#### [Texto extraído]
# # # # # # #

Hubo un tiempo en el que estuve muy preocupado por descifrar en qué estación del año llegó mi primer amor. La culpa la tuvo la profesora de latín de nuestro instituto, ya que no recuerdo la causa de por qué un día, sin venir a cuento, nos dijera en clase que los amores que duran son los de invierno. Que los de verano son efímeros, fugaces, momentáneos, perecederos. Quizá estábamos a punto de acabar el curso y la buena señora, con la mejor de las intenciones, no lo dudo, nos preparaba para los desengaños que podíamos sufrir en las vacaciones estivales que se avecinaban. El sentimiento de culpa venía a cuento porque en aquel entonces andaba intranquilo por asegurar el tiempo que iba a durar ese enamoramiento del final de la adolescencia. ¿Fue en abril? ¿O quizá un poco antes? No sería a finales de septiembre, ¿verdad?

Cuando descubrí que lo mejor era disfrutar el momento y olvidarse de lo que dijeran los mayores, se acabó lo que se daba. Había que saborear el verano con todas sus consecuencias. Y recordé que esos amores llegaron cuando tenían que hacerlo. En las horas muertas de la tarde, en las playas en las que podíamos disfrutar de unos días de veraneo, cuando imaginábamos que esas niñas francesas a las que no entendíamos ni papa nos habían mirado con aires de complicidad en la arena. Con eso era suficiente para pasar el tiempo y volver a nuestro pueblo para presumir del idilio entre la pandilla. ¡Uf, qué barbaridad! Eran amores platónicos en el que apenas habíamos cruzado palabras, chapurreos, en realidad.

# # # # # # #

#### [Registros de datos]
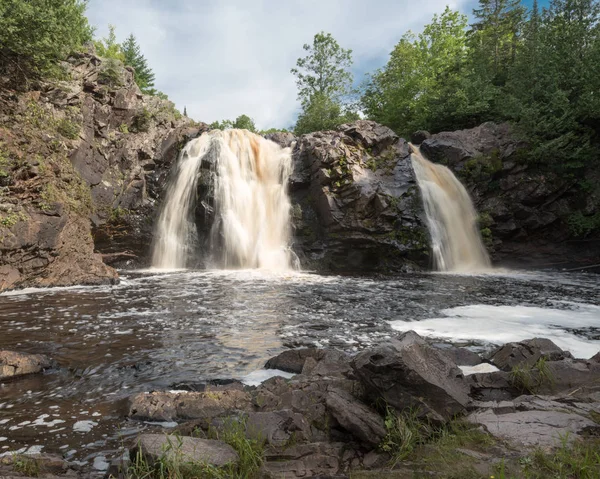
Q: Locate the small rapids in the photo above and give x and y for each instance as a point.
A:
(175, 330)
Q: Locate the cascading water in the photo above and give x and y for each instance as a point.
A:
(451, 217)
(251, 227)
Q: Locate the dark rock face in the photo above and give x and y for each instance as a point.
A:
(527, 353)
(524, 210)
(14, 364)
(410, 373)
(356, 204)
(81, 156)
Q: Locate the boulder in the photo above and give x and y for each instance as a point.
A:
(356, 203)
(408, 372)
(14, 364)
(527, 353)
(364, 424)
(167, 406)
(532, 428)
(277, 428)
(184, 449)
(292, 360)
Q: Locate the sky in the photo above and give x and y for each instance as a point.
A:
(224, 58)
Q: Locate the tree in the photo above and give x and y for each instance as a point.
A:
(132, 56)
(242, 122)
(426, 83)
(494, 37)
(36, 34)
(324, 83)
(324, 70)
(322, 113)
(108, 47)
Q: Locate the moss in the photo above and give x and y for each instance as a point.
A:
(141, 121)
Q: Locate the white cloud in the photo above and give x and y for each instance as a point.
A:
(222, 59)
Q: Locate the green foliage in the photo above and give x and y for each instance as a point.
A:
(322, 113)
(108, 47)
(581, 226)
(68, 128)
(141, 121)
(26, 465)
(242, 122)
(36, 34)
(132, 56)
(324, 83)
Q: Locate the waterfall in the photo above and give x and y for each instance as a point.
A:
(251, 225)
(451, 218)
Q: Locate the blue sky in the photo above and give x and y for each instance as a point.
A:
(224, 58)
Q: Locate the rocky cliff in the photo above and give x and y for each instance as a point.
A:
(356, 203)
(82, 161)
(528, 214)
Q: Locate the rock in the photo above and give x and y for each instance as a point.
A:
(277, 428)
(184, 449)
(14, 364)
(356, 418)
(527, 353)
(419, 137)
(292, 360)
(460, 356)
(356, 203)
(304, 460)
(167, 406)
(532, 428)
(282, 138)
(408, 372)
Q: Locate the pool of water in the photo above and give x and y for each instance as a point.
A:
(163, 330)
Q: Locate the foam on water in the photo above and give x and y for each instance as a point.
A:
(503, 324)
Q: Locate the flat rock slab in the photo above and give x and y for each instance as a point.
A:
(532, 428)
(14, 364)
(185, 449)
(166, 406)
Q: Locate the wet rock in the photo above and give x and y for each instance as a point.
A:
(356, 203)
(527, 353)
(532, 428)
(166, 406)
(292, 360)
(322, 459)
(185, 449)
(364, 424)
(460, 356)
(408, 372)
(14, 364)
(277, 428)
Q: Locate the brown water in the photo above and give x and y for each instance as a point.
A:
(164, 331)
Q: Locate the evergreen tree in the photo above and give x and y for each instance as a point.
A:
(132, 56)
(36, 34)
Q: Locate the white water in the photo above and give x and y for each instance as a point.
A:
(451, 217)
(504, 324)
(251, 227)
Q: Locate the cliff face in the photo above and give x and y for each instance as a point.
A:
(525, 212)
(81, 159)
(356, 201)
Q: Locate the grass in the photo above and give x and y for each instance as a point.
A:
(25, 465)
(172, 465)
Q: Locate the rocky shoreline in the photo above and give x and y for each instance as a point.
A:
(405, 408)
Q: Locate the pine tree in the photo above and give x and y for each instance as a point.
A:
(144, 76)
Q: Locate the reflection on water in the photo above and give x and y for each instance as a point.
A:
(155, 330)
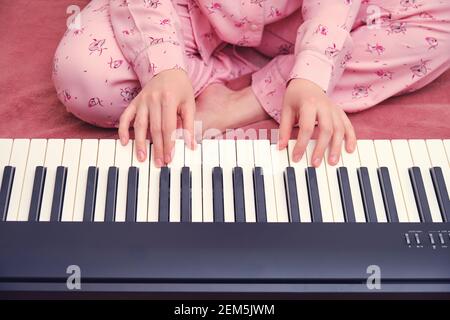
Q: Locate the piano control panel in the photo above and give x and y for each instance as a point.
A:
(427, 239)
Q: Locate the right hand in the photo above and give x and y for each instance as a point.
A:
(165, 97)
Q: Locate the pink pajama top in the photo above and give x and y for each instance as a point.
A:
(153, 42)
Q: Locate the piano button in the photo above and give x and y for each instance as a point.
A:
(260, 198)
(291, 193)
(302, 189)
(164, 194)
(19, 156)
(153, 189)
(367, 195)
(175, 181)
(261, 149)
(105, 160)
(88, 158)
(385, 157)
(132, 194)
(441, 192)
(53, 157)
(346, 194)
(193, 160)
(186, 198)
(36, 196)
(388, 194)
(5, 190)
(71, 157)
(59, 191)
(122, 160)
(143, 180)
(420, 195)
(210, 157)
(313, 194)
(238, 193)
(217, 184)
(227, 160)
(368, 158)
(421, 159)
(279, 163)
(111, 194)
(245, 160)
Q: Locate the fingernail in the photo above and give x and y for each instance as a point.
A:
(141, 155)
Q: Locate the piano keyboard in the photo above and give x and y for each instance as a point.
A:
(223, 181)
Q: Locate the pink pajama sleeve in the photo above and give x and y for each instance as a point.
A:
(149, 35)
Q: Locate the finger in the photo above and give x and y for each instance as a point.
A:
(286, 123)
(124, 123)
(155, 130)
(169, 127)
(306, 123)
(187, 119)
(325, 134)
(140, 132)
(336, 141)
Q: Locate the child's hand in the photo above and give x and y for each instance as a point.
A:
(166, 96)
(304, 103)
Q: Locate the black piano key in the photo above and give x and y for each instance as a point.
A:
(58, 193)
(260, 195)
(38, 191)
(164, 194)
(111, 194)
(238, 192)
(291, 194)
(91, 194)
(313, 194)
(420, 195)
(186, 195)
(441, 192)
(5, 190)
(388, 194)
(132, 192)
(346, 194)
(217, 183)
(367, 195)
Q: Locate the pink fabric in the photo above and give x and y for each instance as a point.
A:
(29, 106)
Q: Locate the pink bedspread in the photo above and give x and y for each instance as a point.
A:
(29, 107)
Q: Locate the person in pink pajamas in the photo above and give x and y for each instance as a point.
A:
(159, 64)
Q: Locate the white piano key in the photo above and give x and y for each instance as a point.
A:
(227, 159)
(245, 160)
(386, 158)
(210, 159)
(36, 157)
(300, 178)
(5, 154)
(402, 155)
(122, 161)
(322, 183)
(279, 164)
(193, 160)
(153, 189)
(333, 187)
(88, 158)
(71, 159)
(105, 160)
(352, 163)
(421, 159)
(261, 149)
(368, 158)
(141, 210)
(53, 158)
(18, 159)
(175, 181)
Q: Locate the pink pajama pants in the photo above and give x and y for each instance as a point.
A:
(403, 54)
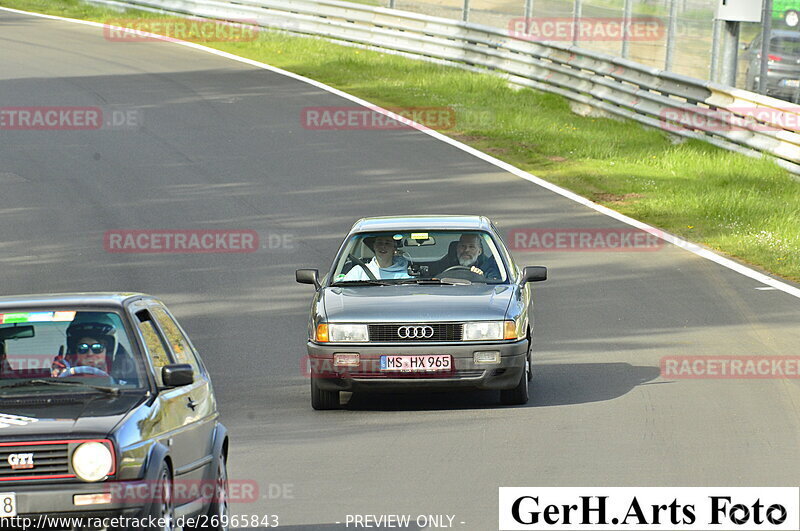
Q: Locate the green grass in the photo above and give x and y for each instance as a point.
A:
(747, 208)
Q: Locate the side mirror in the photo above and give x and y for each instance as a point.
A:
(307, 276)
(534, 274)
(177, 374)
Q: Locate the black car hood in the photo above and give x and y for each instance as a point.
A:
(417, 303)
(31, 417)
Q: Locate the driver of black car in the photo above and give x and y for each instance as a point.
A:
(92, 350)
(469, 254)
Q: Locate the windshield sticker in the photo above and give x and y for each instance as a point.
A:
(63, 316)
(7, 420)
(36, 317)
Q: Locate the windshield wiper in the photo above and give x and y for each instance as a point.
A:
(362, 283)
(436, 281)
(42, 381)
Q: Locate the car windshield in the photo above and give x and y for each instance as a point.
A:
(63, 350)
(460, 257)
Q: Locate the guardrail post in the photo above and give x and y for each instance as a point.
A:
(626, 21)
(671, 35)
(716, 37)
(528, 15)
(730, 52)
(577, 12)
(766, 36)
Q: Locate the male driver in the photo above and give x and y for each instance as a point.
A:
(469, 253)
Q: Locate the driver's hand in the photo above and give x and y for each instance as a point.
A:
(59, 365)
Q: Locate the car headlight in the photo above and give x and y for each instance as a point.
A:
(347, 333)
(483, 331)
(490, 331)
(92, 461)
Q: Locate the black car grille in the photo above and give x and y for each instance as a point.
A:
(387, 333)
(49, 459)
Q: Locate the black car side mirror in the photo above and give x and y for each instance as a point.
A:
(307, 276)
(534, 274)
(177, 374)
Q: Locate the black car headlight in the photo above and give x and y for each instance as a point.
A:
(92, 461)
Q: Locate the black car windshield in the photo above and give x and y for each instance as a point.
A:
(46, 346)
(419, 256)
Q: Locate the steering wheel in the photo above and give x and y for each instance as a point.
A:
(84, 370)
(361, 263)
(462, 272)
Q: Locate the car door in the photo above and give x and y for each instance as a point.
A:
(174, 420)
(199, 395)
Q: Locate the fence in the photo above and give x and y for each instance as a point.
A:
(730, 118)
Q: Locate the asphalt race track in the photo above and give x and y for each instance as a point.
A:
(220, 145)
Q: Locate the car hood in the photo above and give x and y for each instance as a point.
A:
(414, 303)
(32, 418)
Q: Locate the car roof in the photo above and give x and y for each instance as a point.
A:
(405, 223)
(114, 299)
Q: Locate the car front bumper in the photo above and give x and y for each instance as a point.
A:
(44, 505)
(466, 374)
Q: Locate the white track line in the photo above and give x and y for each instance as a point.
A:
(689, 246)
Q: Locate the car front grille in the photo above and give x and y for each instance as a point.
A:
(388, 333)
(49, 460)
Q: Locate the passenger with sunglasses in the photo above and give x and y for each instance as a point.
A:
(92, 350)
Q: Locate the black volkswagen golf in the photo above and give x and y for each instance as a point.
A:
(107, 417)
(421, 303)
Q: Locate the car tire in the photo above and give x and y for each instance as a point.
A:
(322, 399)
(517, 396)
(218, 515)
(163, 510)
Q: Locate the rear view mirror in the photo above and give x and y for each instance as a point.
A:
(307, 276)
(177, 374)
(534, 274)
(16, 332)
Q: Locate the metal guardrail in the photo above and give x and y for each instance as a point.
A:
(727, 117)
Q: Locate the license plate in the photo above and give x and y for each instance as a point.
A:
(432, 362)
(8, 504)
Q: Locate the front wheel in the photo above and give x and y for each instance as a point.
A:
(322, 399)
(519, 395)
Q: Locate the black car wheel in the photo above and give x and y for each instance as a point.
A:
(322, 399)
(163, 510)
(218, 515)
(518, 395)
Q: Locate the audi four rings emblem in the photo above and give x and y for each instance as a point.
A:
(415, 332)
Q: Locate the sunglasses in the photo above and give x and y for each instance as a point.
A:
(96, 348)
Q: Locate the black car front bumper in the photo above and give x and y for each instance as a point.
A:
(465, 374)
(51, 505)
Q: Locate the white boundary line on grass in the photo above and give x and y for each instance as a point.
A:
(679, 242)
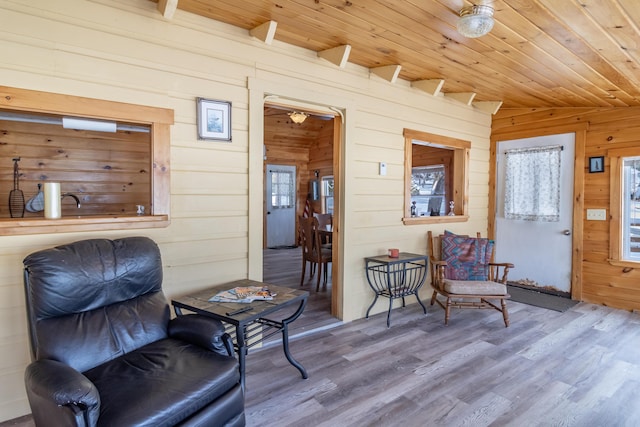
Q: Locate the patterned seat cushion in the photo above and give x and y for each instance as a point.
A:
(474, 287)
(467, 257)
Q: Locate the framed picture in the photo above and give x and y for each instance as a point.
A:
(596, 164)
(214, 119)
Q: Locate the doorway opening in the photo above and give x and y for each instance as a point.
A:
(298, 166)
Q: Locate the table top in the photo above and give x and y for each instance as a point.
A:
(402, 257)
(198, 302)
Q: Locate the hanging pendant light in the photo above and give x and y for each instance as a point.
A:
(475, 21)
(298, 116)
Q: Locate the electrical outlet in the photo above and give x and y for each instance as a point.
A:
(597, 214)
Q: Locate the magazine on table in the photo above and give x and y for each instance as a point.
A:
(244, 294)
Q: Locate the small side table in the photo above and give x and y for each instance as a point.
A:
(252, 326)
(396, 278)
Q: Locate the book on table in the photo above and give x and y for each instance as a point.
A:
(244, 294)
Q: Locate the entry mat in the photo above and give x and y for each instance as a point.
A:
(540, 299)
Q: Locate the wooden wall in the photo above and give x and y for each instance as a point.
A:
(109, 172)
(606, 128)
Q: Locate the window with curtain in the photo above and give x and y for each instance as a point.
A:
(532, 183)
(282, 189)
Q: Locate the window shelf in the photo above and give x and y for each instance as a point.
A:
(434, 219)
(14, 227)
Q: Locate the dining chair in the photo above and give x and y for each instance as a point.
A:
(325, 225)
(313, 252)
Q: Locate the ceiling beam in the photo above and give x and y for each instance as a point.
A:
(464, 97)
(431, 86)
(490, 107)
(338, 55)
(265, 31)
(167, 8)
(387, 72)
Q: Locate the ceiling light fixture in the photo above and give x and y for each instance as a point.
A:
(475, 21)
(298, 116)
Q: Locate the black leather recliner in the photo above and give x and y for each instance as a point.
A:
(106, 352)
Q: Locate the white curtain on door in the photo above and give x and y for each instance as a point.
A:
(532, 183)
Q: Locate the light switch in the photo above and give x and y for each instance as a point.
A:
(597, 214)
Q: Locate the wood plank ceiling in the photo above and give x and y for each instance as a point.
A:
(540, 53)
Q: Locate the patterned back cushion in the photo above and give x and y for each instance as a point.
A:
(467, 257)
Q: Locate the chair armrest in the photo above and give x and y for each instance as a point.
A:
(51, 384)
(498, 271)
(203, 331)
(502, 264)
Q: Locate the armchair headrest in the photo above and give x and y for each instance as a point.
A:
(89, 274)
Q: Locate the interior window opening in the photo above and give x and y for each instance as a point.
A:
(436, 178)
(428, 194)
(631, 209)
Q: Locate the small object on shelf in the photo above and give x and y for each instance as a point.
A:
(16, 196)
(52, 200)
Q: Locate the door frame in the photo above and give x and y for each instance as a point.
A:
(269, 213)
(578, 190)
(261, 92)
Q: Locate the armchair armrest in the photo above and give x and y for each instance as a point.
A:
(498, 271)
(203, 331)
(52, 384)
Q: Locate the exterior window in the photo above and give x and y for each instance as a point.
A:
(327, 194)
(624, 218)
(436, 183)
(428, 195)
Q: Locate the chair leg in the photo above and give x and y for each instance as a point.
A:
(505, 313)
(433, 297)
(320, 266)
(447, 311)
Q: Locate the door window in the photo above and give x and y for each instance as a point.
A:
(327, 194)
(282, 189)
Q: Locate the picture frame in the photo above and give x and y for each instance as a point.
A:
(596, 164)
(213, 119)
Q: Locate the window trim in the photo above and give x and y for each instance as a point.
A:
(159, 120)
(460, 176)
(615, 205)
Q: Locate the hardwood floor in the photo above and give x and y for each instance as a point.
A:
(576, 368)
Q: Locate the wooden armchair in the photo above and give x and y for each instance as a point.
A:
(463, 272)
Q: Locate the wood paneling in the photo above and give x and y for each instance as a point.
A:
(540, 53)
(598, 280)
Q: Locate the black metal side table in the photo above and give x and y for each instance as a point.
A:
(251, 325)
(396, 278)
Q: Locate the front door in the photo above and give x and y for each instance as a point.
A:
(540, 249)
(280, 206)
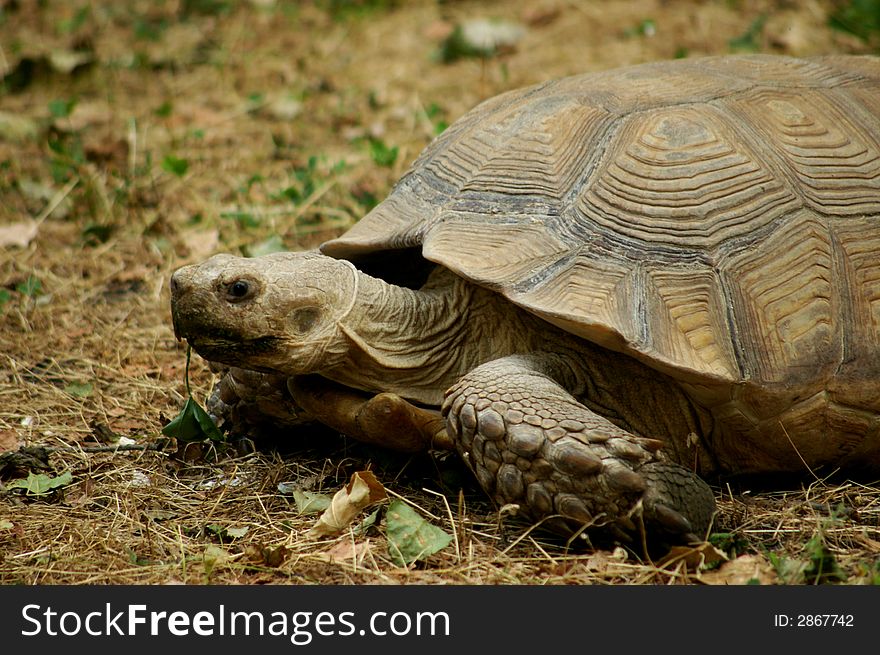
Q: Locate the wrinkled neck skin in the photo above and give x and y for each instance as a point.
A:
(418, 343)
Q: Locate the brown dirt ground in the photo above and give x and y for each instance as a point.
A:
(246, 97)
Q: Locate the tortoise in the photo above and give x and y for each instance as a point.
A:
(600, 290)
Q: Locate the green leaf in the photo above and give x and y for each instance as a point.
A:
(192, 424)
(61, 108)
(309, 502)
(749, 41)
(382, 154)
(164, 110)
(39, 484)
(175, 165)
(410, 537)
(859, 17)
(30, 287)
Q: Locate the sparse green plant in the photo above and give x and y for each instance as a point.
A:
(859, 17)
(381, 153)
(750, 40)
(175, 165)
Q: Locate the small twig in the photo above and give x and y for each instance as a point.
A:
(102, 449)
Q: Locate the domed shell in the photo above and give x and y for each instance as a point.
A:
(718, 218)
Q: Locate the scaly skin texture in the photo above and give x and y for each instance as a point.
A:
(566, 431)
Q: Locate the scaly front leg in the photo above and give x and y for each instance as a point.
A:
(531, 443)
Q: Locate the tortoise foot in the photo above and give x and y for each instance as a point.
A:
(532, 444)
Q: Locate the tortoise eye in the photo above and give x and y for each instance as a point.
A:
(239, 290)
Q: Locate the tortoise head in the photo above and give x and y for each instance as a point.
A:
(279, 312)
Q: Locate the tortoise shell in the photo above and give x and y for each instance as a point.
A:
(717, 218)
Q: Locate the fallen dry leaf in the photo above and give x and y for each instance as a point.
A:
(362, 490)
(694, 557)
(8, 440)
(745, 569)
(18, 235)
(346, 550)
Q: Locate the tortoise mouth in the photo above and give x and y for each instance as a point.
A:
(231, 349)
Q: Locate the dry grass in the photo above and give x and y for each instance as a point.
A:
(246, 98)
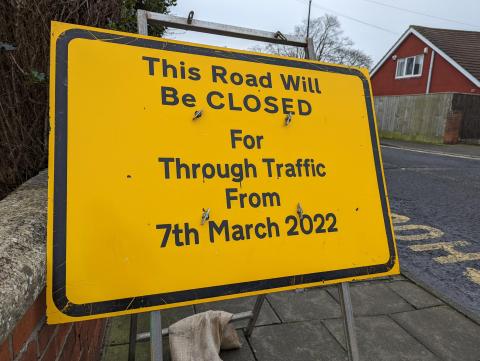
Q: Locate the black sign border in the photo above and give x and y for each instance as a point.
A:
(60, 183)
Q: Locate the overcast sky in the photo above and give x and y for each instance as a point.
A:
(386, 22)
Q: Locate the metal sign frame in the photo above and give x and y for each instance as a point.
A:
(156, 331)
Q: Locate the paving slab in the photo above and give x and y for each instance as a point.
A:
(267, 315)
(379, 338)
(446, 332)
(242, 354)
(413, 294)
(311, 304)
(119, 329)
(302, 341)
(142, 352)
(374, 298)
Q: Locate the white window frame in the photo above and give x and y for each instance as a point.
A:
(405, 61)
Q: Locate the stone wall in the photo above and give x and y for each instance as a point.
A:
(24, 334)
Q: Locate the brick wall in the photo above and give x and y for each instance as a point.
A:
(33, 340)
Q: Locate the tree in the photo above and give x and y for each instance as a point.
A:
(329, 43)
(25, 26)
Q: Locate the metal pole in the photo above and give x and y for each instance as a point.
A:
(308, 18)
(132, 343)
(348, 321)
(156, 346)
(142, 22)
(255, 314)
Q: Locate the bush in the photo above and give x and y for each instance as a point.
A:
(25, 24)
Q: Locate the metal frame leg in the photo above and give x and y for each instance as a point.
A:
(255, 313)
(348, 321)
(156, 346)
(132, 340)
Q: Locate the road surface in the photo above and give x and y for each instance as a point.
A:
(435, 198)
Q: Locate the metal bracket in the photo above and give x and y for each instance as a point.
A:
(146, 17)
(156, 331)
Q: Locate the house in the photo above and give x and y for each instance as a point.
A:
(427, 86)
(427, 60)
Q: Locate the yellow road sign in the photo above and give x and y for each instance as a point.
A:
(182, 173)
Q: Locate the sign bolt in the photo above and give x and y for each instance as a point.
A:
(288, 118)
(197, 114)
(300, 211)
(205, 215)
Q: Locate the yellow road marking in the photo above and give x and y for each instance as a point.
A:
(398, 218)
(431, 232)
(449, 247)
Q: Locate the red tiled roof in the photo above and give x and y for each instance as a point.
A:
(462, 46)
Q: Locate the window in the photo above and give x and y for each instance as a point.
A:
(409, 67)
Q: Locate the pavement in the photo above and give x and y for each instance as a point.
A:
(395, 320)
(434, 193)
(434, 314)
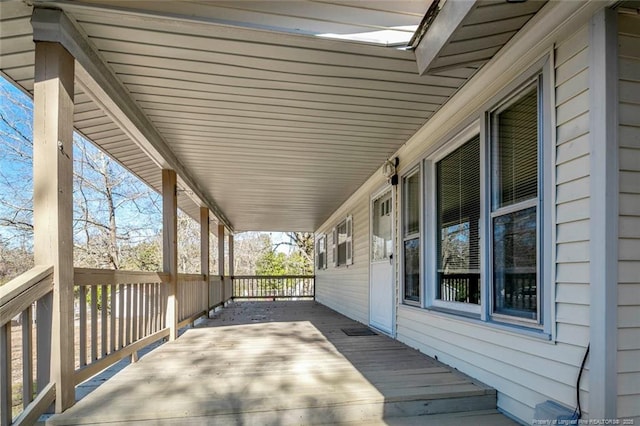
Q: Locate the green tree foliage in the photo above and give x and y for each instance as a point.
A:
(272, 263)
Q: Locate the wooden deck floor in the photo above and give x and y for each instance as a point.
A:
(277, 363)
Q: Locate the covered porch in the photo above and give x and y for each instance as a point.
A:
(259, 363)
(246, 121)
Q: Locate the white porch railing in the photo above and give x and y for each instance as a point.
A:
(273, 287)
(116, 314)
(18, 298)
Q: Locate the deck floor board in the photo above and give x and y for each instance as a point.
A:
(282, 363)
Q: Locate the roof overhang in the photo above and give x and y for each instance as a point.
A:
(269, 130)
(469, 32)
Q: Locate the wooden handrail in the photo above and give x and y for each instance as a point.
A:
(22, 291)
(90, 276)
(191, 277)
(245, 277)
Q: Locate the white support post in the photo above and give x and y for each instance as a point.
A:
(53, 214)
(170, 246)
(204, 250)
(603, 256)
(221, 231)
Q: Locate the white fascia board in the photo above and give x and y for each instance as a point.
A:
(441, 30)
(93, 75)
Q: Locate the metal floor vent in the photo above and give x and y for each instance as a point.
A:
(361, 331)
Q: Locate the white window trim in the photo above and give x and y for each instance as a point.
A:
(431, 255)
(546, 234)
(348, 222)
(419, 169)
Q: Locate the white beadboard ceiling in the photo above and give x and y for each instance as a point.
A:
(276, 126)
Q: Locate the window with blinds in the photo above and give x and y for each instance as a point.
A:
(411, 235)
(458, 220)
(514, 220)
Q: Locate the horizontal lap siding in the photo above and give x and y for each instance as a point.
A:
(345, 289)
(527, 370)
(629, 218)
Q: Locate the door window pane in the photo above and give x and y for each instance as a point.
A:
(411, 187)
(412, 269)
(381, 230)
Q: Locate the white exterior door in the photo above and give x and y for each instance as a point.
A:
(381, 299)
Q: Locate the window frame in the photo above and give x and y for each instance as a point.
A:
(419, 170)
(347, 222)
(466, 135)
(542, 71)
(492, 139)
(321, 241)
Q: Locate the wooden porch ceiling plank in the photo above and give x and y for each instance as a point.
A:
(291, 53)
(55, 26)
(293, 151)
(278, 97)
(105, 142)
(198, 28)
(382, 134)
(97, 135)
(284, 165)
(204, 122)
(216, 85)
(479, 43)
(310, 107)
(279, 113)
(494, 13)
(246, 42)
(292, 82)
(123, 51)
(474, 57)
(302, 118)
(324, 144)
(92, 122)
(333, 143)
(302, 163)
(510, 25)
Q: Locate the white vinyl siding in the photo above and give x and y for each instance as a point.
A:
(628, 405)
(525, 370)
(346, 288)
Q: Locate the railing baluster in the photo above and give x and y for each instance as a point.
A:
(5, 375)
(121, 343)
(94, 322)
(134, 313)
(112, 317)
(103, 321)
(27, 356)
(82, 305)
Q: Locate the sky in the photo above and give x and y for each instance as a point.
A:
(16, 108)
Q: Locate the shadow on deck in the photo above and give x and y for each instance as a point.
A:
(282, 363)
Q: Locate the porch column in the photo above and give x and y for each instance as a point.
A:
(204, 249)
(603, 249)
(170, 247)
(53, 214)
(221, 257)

# # # # # # #

#### [Lo que se pide]
Transcriba el pasaje del texto sobre el primer amor comprendido entre "Cuando descubrí que" y "chapurreos, en realidad.", ambos inclusive. Los registros proceden de una fuente distinta.

#### [Respuesta a continuación]
Cuando descubrí que lo mejor era disfrutar el momento y olvidarse de lo que dijeran los mayores, se acabó lo que se daba. Había que saborear el verano con todas sus consecuencias. Y recordé que esos amores llegaron cuando tenían que hacerlo. En las horas muertas de la tarde, en las playas en las que podíamos disfrutar de unos días de veraneo, cuando imaginábamos que esas niñas francesas a las que no entendíamos ni papa nos habían mirado con aires de complicidad en la arena. Con eso era suficiente para pasar el tiempo y volver a nuestro pueblo para presumir del idilio entre la pandilla. ¡Uf, qué barbaridad! Eran amores platónicos en el que apenas habíamos cruzado palabras, chapurreos, en realidad.